CONSIGNES:
- A) Dans le texte sur le stress, la tension qui naît du sur-stress empêche l'individu de faire certaines choses. Énumérez-les.
- B) Traduisez en anglais cette phrase du texte sur le stress : « Si nous avons peu de stress, l'importance que nous accordons à l'objet de ce stress est trop faible ; avec trop de stress, en sur-stress, elle est trop forte. »
- C) Poursuivez le texte sur le stress à partir de sa dernière phrase.

TEXTE À EXAMINER:
▬▬▬
L’intérêt général protège les intérêts particuliers des tensions

Par la loi de Yerkes et Dodson, la psychologie nous montre qu'un individu a besoin d’un stress moyen, ni peu ni trop, mais une juste excitation, pour atteindre une motivation et une efficacité maximale. Si nous avons peu de stress, l’importance que nous accordons à l’objet de ce stress est trop faible ; avec trop de stress, en sur-stress, elle est trop forte. Après, tout dépend des capacités de chacun, mais il est évident que le capital d’énergie d’un employé est plus élevé si le stress le motive, le pousse à se dépasser plutôt que s’il le presse, l’oppresse et donc le freine, voire l’arrête. Un individu en sur-stress est plus fatigué et fatigable, moins lucide et motivé, il s’adapte moins bien physiologiquement et psychologiquement, et donc a plus de risques d’avoir des maladies ou des accidents. La tension qu'il génère réduit son champ de vision, accroît son angoisse, le rend plus irritable, l’empêchant ainsi de réfléchir sereinement, de se comporter intelligemment, de créer, tant il est pris, voire submergé par les causes de ce sur-stress. Ce qui constitue non seulement une dépense importante en temps, énergie et argent, mais encore un manque à gagner considérable, pour l’entreprise comme pour notre société. Or la tension générée par le sur-stress est palpable quel que soit le milieu où nous nous trouvons, elle se répand en contaminant tous ceux qui l’approchent et d’autant plus si sa durée et son intensité sont importantes. Elle finit ainsi par toucher insidieusement tout le monde, y compris les managers et dirigeants qui perdent donc leur propre intérêt, et jusqu'à leur santé, dans la perte de l’intérêt général, c’est-à-dire ici le bien-être de chacun.
▬▬▬
DONNÉES D'ENTRÉE:
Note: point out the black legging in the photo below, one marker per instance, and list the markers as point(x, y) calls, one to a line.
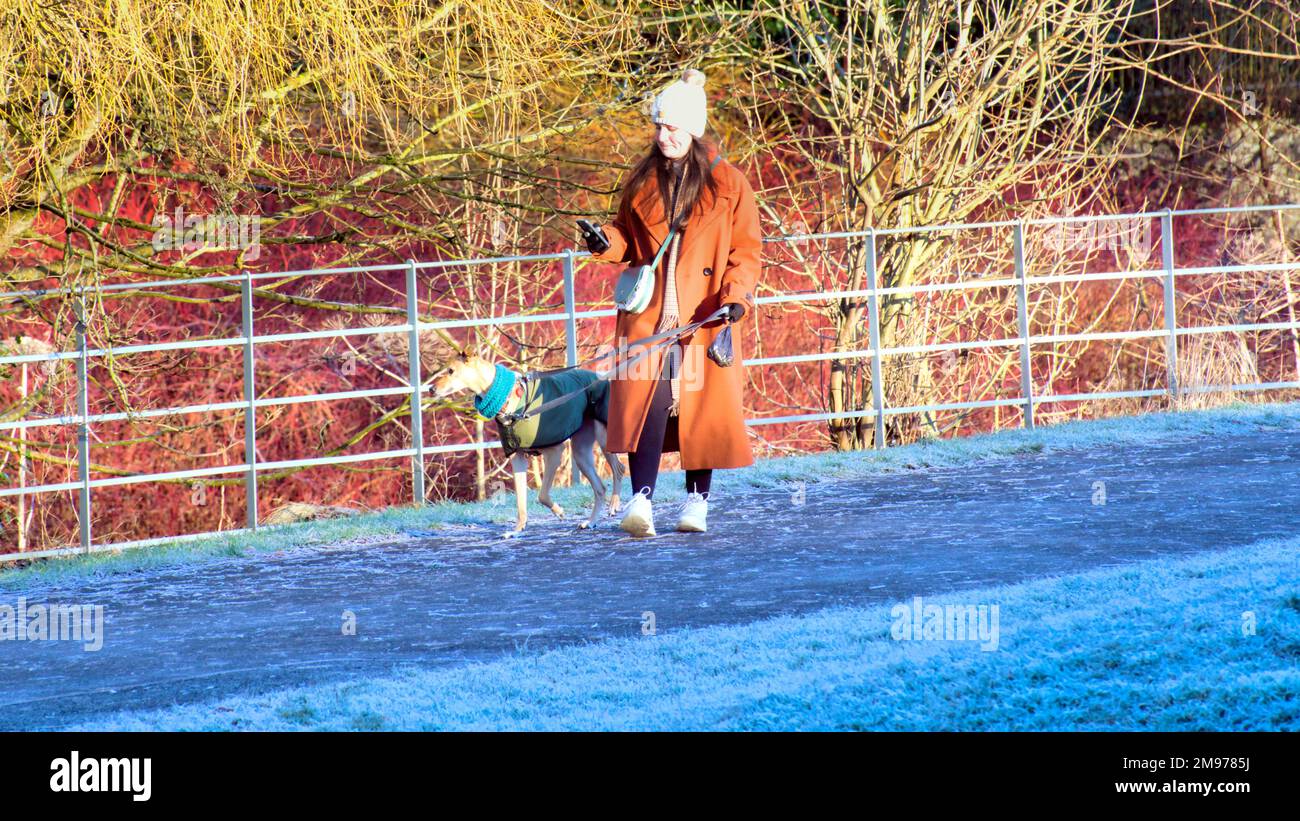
point(645, 460)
▬▬▬
RÉPONSES ATTENDUES:
- A)
- réfléchir sereinement
- se comporter intelligemment
- créer

- B) If we have little stress, the importance we give to the object of that stress is too low; with too much stress, in a state of overstress, it is too high.

- C)
 
Manager par la peur, c’est gâcher les forces vives de l’entreprise, les siennes comme celles des employés ; de même, manager par le vide, mettre à l’index, au placard, c’est encore créer des tensions inutiles. Un employé inadapté à une entreprise doit être convaincu de partir ou être renvoyé dans les règles et au plus vite, ce qui peut se révéler difficile si la direction est en conflit avec les salariés. Il est donc de bonne augure de respecter le précepte stratégique qu'un bon dirigeant doit savoir bien s’entourer, c’est son bien-être à lui. Créer une efficacité relationnelle dans une organisation, en la fondant sur le dialogue, revient alors à pérenniser son efficience et sa croissance. C’est encore fondre son intérêt dans celui de ses collaborateurs, et faire d’un bien pour soi un bien pour tous. Ainsi le manager devient bienveillant, non pas par des principes éthiques ou moraux aux interprétations troubles et sans fin, mais à la mesure même de son intérêt, c’est-à-dire par l'adéquation avec l’intérêt de son équipe et celui de son entreprise.